* **Work order 1**:
Decide whether each statement below agrees with the passage on smoking and RAS. For each, answer yes or no and quote the deciding words of the passage.
(a) Nicotine reduces tumor necrosis factor-α production by acting directly on macrophages.
(b) Moderate smoking protected against RAS over periods of less than five years.
(c) Most of the nicotine in tobacco smoke is destroyed by heat.
* **Work order 2**:
According to the passage on smoking and RAS, about how many cigarettes had to be smoked to form a protective layer of keratin?
* **Work order 3**:
Extend the passage on smoking and RAS, starting after its final sentence.

* **Document segment**:
[Start of Attachment]

Data upon the “protective effect” of smoking on RAS are controversial particularly with respect to a possible underlying mechanism. Some researchers thought that this protective effect is related to the increased keratinization of the oral mucosa in smokers and that this keratin layer acts as a mechanical and chemical barrier against trauma or microbes.4,5,10 In contrast, some have hypothesized that nicotine may be the responsible agent for the reduction in RAS prevalence rate in smokers.8 Nicotine has been shown to affect the immune response in inflammatory conditions by inducing the production of adrenal steroids through the hypothalamus– pituitary–adrenal axis and reducing the production of tumor necrosis factor-α (TNF-α) and interleukins 1 and 6 through its direct effect on macrophages.17
Some investigators support the belief that nicotine may act as protector of the oral mucosa in the patients with RAS while subjects who quit smoking often complain of RAS and resumption of smoking results in the faster resolution of RAS.9–11 In addition, those who quit smoking are less likely to develop RAS if they use nicotine replacement therapy (NRT) as compared to those who do not use NRT.11 Few investigators suggested that smokers may be less psychologically stressed than nonsmokers and that some psychological trigger might affect RAS development.1 The association found in this study between heavy cigarette smoking and less prevalence of RAS even for periods less than five years suggests that nicotine may play a role in preventing the occurrence of RAS and that this protective effect of nicotine is dose dependent. Since the amount of nicotine inhaled with tobacco smoke is quite small because most of the substance is destroyed by the heat,18 consumption of cigarettes in amounts exceeding a packet per day may result in a protective nicotine dose. Increased keratinization of the mucosa and consequently less susceptibility to ulceration could explain the finding that moderate smokers for periods more than five years had a lower risk of getting RAS; moderate smoking had no protective effect on RAS in periods less than five years. As shown in this study, smoking of around 36,500 cigarettes was needed for the formation of a protective layer of keratin.

[End of Attachment]

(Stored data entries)
[Start of Attachment]

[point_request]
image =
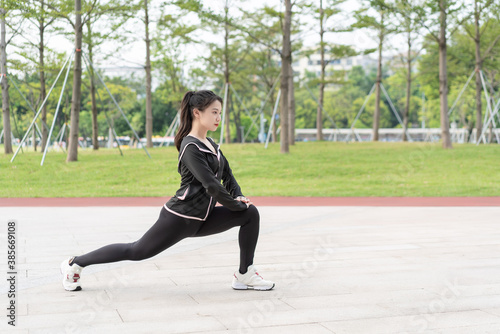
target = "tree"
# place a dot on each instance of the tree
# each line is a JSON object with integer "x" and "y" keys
{"x": 408, "y": 24}
{"x": 115, "y": 13}
{"x": 475, "y": 32}
{"x": 286, "y": 63}
{"x": 7, "y": 7}
{"x": 331, "y": 10}
{"x": 5, "y": 84}
{"x": 77, "y": 85}
{"x": 149, "y": 112}
{"x": 383, "y": 27}
{"x": 439, "y": 13}
{"x": 38, "y": 13}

[End of Attachment]

* **Answer 1**:
(a) Yes: "reducing the production of tumor necrosis factor-α (TNF-α) and interleukins 1 and 6 through its direct effect on macrophages"
(b) No: "moderate smoking had no protective effect on RAS in periods less than five years"
(c) Yes: "most of the substance is destroyed by the heat"

* **Answer 2**:
Around 36,500 cigarettes.

* **Answer 3**:
The current study acknowledges a “protective effect” of smoking on RAS, but only in conditions of high level of consumption that result in enough concentration of nicotine or long period of consumption to produce a protective layer of keratin. However, no significant associations were found between intensity and duration of smoking and severity of RAS lesions.
The author declares no conflicts of interest in relation to this work.